── Extrait de page
L'islamiste Ali Larayedh, désigné vendredi pour former un nouveau gouvernement, a promis de former un cabinet dans lequel se retrouveront «tous les Tunisiens et Tunisiennes», insistant sur l'égalité entre les sexes.

«Nous allons entrer dans la phase de composition du nouveau gouvernement qui sera celui de tous les Tunisiens et Tunisiennes compte tenu du fait que hommes et femmes sont égaux en droits et en devoirs», a-t-il dit après avoir accepté de succéder au premier ministre démissionnaire, Hamadi Jebali, également membre du parti Ennahda.

Prisonnier torturé sous le régime tunisien déchu de Ben Ali, puis ministre de l'Intérieur après la révolution de 2011, Ali Larayedh est considéré comme un homme de dialogue appartenant au courant modéré de son parti Ennahda.

Âgé de 57 ans, M. Larayedh est une figure du mouvement islamiste depuis sa création. Il en a été le président du conseil de la Choura, le Parlement interne du parti, de 1982 à 1986, puis le chef de son bureau politique.
────
**Liste des tâches**
1. Recopie l'article sur Ali Larayedh depuis «Âgé de 57 ans, M. Larayedh» jusqu'à «son bureau politique.» inclus, en renommant «bureau politique» en «comité exécutif».
2. D'après l'article sur Ali Larayedh, les affirmations suivantes sont-elles exactes ? Réponds par oui ou par non, en citant les mots de l'article qui tranchent.
(a) Ali Larayedh a été ministre de l'Intérieur après la révolution de 2011.
(b) Hamadi Jebali appartient à un autre parti qu'Ennahda.
(c) Ali Larayedh a présidé le conseil de la Choura de 1982 à 1990.
3. Poursuis l'article sur Ali Larayedh là où il s'arrête.
On peut se passer des enregistrements.
── Enregistrements
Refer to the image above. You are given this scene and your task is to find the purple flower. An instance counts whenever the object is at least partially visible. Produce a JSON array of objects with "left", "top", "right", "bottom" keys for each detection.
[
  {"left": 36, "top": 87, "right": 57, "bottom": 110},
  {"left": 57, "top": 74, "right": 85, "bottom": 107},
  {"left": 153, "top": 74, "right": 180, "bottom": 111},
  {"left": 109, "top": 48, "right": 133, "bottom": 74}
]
────
**Réponses aux tâches**
1.
Âgé de 57 ans, M. Larayedh est une figure du mouvement islamiste depuis sa création. Il en a été le président du conseil de la Choura, le Parlement interne du parti, de 1982 à 1986, puis le chef de son comité exécutif.

2.
(a) Oui : « puis ministre de l'Intérieur après la révolution de 2011 »
(b) Non : « également membre du parti Ennahda »
(c) Non : « de 1982 à 1986 »

3.
Cet ingénieur de la marine marchande a été arrêté la première fois en 1987 et condamné à mort, quelques mois avant que Zine El Abidine Ben Ali ne renverse Habib Bourguiba, le père de l'indépendance tunisienne et gracie les islamistes menacés d'exécution.

Mais dès 1990, il est arrêté de nouveau, puis condamné en 1992 à 15 ans de prison, dont 13 à l'isolement. Alors que la répression contre les islamistes bat son plein, il subit pressions et tortures comme nombre de ses camarades d'Ennahda.

Le régime le menace de lui inoculer le virus du sida et diffuse des montages vidéo à caractère pornographique le mettant en scène avec un autre homme afin de le discréditer.

Son épouse Ouidad, mère de leurs trois enfants, a subi en prison des violences sexuelles filmées pour faire pression sur son mari, selon la Fédération internationale des droits de l'homme.

Cependant, en octobre 2011, dans la foulée de la révolution de l'hiver précédent, les premières élections libres de l'histoire de la Tunisie voient son parti triompher. Et deux mois plus tard, cet homme moustachu au visage émacié encadré de lunettes devient ministre de l'Intérieur, à la tête des services dont dépendaient ses bourreaux.

Bête noire des salafistes

«J'ai frôlé la mort à plusieurs reprises dans les geôles du ministère de l'Intérieur. Mais je fais la différence entre cette période et maintenant. La révolution est venue pour avancer et instaurer une justice transitoire et non pour se venger», explique-t-il alors.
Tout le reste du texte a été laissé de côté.